Work instruction:
Exactly as they stand, write out all of the entries again.

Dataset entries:
******

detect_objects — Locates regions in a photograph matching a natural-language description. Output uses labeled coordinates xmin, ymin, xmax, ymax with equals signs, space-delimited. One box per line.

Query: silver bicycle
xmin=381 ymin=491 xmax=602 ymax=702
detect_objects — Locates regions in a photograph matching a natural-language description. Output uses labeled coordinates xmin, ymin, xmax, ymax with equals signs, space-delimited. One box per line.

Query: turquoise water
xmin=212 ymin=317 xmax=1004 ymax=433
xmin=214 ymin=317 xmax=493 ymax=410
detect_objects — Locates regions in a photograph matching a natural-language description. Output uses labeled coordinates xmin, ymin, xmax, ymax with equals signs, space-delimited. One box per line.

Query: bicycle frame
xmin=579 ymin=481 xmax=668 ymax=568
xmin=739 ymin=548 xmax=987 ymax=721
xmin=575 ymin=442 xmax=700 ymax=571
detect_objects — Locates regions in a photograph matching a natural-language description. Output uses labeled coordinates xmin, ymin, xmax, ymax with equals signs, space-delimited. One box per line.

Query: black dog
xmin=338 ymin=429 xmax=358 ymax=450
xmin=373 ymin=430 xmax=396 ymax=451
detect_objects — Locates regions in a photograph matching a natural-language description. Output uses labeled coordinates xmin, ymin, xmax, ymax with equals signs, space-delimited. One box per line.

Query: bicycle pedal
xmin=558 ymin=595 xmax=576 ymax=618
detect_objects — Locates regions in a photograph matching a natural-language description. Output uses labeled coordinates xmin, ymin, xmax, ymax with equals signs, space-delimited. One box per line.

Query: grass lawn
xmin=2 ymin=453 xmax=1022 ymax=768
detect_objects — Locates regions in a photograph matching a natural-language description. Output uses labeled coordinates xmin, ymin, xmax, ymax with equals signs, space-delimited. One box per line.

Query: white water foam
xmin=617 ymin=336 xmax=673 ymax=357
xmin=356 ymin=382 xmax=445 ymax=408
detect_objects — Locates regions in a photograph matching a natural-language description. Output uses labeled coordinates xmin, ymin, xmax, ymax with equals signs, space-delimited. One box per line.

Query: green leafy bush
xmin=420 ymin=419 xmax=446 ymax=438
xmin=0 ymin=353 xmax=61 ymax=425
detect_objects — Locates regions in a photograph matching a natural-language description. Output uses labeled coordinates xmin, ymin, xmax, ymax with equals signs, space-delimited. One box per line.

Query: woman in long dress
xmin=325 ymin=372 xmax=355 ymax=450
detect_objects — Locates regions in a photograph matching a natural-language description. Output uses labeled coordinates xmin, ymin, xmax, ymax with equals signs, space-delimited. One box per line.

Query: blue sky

******

Reply:
detect_objects — Locates regions in a photograph matching a natural-language description. Output uses labeled coordinates xmin, ymin, xmax, ymax with equals signs, space-delimited. One box per line.

Query: silver bicycle
xmin=381 ymin=491 xmax=602 ymax=702
detect_objects — Locates regions in a photograph matching a natural-language description. Output uses labeled coordinates xmin, ymin, xmax, ymax with equals signs, space-delimited. One box per line.

Query: turquoise water
xmin=212 ymin=317 xmax=1004 ymax=433
xmin=214 ymin=317 xmax=493 ymax=410
detect_objects — Locates regions in a photograph matching a natural-language description. Output uses labeled coordinates xmin, ymin, xmax, ymax with equals signs, space-delimited. One box per line.

Query: bicycle frame
xmin=579 ymin=481 xmax=668 ymax=568
xmin=739 ymin=548 xmax=987 ymax=721
xmin=575 ymin=442 xmax=700 ymax=571
detect_objects — Locates regions in a photograph matching a natural-language description. Output uses labeled coordinates xmin, ymin, xmax, ymax with equals signs, space-delimited. One box per line.

Query: black dog
xmin=338 ymin=429 xmax=358 ymax=450
xmin=373 ymin=430 xmax=396 ymax=451
detect_objects — Locates regions in a photograph matching a natural-language description. Output uses labeled coordinates xmin, ymin, xmax, ymax with equals signs, space-delimited. One box per line.

Query: bicycle pedal
xmin=558 ymin=595 xmax=576 ymax=618
detect_objects — Locates regions in a photograph matching a natural-language description. Output uses labeled coordinates xmin, ymin, xmax, ymax with equals signs, space-delimited. One box per line.

Query: grass lawn
xmin=2 ymin=453 xmax=1022 ymax=768
detect_objects — Locates regions in a photograph matching a natural-language description. Output uses labeled coordinates xmin, ymin, xmax, ymax with equals signs, space-delimited. One box per line.

Query: white water foam
xmin=617 ymin=336 xmax=673 ymax=357
xmin=356 ymin=382 xmax=445 ymax=408
detect_objects — Locates regions in a photograph matching a natural-language description. Output uses labeled coordinates xmin, ymin, xmax, ymax with equals signs, space-delimited. One box per line.

Query: green leafy bush
xmin=420 ymin=419 xmax=446 ymax=438
xmin=0 ymin=353 xmax=61 ymax=425
detect_objects — Locates regions in a photograph matching a natural-language description. Output uses labeled coordinates xmin, ymin, xmax, ymax with equals signs, space-delimited. One box per line.

Query: woman in long dress
xmin=325 ymin=372 xmax=355 ymax=450
detect_objects — Locates regions in a photograph matching a natural-language description. Output uses labeled coordinates xmin, ymin, xmax, ymax with equals signs, space-delimited. One box per line.

Query: blue sky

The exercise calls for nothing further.